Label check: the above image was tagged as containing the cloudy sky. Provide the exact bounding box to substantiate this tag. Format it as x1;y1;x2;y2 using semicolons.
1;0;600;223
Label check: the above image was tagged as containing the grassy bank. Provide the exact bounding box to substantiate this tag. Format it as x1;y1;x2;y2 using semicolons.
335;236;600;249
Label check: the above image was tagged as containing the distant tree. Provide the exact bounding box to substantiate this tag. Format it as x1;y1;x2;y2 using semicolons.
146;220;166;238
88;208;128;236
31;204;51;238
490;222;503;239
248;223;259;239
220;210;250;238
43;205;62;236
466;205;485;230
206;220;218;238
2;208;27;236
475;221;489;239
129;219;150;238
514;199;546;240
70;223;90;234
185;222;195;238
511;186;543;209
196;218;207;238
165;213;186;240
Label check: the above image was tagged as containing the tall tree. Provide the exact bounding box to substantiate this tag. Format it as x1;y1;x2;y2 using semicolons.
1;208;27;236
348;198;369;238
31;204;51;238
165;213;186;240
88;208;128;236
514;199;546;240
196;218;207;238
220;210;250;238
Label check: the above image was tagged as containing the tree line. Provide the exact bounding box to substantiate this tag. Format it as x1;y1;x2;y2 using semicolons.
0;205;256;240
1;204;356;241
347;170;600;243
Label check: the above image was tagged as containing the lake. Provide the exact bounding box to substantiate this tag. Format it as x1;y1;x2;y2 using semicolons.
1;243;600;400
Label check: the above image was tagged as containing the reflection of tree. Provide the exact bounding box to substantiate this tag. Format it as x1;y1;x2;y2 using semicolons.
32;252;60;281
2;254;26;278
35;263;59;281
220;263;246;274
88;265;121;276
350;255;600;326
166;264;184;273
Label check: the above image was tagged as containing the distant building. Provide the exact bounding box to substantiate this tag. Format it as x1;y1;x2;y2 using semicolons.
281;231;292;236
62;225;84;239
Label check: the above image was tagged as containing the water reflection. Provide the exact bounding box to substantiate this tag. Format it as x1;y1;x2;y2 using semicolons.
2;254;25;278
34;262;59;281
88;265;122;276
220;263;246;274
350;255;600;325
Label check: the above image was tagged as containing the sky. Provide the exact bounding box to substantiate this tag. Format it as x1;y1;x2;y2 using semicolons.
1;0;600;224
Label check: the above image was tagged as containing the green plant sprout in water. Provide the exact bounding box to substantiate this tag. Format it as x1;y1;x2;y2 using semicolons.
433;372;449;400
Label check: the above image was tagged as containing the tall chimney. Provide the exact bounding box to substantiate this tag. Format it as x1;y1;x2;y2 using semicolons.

WORK REQUEST:
A word-for-word copy of all the entries is required.

WRITTEN ANSWER:
Label check: the above image was tagged as containing the cloudy sky. Provide the exact bounding box to substantiate this tag. Format it as x1;y1;x2;y2 using semicolons.
1;0;600;223
Label check: the above image was tagged as containing the grassy bank. Provide the exact bounding box to substantiate this tag. Format it as x1;y1;x2;y2 using semicolons.
335;236;600;249
Label check: the above image was tagged as containing the distant tree. Provide the exact bounding box to substantiate this tag. Format it as x1;y1;x2;y2 using semicolons.
146;220;166;238
88;208;128;236
31;204;51;238
490;222;503;239
248;223;259;239
220;210;250;238
43;205;62;236
466;205;485;230
206;220;218;238
2;208;27;236
475;221;489;239
129;219;150;238
514;199;546;240
70;223;90;234
185;222;195;238
511;186;543;209
196;218;207;238
165;213;186;240
Label check: the above image was tagged as containing the tall tree. Provide the exact bounding box to substantiate this tag. Format it as x1;y1;x2;y2 using semicolons.
1;208;27;236
348;198;369;238
31;204;51;238
165;213;186;240
88;208;128;236
514;199;546;240
196;218;207;238
220;210;250;238
Label check: the above image was tagged as containing the tree line. Provide the exact bounding box to substantiate this tag. Format it as x1;y1;x2;y2 using semicolons.
0;205;256;240
1;204;356;241
347;170;600;243
Label check: the above image was tagged as containing the lake. Provide the exact bounding box to substantiate this tag. Format it as x1;y1;x2;y2 using semicolons.
1;243;600;400
Label check: the above image was tagged as containing the reflection of tree. Provide the exact bounding box to substantiate this tag. Format it as x1;y1;x2;y2 using semicolons.
32;252;60;281
2;254;26;278
35;263;59;281
220;263;246;274
88;265;121;276
350;255;600;326
166;264;184;273
Label check: the above image was tagged as containing the distant building. Provide the exact bounding box to substantiate this tag. Format it as x1;y1;x2;y2 using semicolons.
281;231;292;236
62;225;84;239
Label check: the above image was tagged as containing the water reflection. Provide the exact bounding box to substantiate this tag. Format it as x1;y1;x2;y2 using semicolons.
2;254;25;278
34;262;59;281
88;265;122;276
220;263;246;274
350;255;600;325
Label check: the above image was tagged as containing the sky. Provide the exact bounding box to substantiate this tag. Format it as x1;y1;x2;y2 using semicolons.
1;0;600;224
Label check: the above image was tagged as containing the green plant sprout in water. Provide the exact bounding box to substantiate this tag. Format it as x1;y1;x2;y2 using semicolons.
433;372;449;400
Label check: the above image was tagged as containing the tall chimney. Provide the exact bounding box to substantiate this tag. Format it as x1;y1;x2;y2 using semicolons.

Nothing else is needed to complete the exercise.